▶ [Requirements] Please copy the material below line for line, changing nothing.

▶ [Records supplied]
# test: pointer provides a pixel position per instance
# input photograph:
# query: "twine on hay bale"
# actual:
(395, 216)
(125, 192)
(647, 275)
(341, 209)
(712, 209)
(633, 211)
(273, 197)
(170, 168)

▶ [Answer]
# test: pointer provides a pixel position per instance
# input photograph:
# query: "twine on hay bale"
# actual:
(395, 216)
(125, 192)
(647, 275)
(341, 209)
(712, 209)
(633, 211)
(273, 197)
(170, 168)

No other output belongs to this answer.